━━ Listing

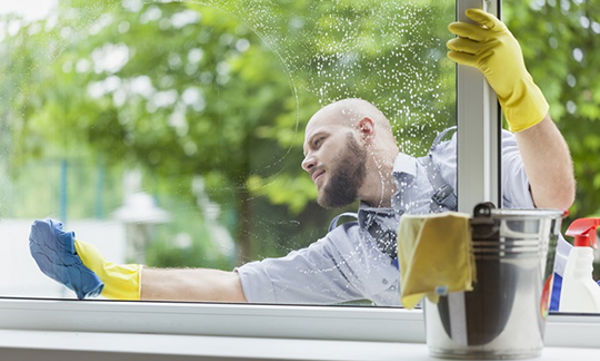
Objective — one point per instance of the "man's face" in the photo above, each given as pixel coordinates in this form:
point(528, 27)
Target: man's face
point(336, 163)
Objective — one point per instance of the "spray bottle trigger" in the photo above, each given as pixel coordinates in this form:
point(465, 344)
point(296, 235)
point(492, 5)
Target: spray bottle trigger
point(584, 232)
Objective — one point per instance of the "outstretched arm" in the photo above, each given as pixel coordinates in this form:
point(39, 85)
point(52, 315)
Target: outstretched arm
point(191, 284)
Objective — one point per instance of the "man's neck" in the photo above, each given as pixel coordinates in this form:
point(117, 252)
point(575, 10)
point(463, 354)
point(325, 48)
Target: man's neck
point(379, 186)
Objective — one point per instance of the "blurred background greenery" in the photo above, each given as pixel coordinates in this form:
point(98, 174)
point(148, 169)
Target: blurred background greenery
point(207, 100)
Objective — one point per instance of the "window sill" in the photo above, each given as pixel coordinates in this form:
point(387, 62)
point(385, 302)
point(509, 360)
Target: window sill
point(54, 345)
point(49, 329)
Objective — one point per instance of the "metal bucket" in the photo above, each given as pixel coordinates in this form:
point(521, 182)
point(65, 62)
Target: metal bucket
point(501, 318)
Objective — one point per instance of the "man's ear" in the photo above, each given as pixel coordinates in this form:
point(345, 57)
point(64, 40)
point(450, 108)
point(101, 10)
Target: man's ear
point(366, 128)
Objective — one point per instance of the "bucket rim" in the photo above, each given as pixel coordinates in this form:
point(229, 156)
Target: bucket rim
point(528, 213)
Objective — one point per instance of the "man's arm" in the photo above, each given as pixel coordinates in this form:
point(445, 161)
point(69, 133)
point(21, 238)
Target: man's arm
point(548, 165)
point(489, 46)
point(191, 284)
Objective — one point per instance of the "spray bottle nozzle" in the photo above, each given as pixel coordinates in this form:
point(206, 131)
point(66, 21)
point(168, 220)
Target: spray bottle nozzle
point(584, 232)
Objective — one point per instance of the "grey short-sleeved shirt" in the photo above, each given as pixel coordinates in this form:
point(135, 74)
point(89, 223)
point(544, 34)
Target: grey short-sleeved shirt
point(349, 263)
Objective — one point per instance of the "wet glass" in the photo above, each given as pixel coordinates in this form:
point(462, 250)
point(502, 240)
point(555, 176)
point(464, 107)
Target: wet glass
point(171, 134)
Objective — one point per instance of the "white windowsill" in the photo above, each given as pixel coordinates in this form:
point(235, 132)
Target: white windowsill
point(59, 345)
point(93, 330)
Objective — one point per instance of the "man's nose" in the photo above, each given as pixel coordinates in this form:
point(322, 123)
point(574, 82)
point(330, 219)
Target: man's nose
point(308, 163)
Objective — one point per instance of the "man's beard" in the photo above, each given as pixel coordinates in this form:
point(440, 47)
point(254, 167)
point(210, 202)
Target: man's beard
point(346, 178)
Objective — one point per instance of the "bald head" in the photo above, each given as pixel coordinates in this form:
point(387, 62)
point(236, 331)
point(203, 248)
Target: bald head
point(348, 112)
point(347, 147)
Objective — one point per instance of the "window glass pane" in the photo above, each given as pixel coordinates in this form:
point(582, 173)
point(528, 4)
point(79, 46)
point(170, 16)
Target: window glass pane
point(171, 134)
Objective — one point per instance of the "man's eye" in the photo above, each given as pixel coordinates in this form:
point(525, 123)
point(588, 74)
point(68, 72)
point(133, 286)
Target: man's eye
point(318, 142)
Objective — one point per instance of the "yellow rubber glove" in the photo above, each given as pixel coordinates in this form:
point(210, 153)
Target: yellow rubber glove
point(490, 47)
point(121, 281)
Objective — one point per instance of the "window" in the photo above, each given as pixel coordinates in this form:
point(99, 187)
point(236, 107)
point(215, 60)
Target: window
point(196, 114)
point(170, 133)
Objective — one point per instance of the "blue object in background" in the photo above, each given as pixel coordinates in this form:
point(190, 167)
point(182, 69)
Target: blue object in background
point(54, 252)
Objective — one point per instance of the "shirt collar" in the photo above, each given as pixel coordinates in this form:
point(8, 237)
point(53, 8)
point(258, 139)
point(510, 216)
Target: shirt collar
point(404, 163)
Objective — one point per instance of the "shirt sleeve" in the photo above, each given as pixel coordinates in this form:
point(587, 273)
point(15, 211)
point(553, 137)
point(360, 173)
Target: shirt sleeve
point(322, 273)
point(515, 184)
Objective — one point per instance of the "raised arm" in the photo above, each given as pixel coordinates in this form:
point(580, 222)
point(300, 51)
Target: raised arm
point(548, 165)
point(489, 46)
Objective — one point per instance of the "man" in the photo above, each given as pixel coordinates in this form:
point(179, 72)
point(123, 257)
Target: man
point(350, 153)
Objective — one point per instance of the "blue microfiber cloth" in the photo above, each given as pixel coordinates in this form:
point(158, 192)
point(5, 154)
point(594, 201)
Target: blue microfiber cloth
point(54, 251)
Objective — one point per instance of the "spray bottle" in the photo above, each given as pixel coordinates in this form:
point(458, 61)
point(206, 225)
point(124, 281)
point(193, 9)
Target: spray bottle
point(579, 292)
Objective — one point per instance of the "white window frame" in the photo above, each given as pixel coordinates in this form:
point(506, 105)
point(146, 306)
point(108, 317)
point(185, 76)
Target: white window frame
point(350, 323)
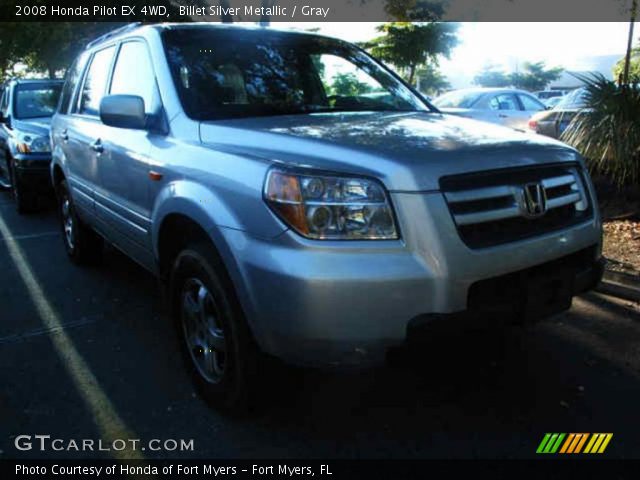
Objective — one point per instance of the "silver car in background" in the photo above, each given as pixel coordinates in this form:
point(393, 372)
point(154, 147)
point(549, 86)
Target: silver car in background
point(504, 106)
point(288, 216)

━━━━

● **Exercise aim**
Pull out every line of the entries above that contains the string "face", treating uppercase and lowercase as different.

● **Task answer**
Objective — one point per instance of the "man's face" in the photo above, each given as pixel coordinates in this form:
Target: man's face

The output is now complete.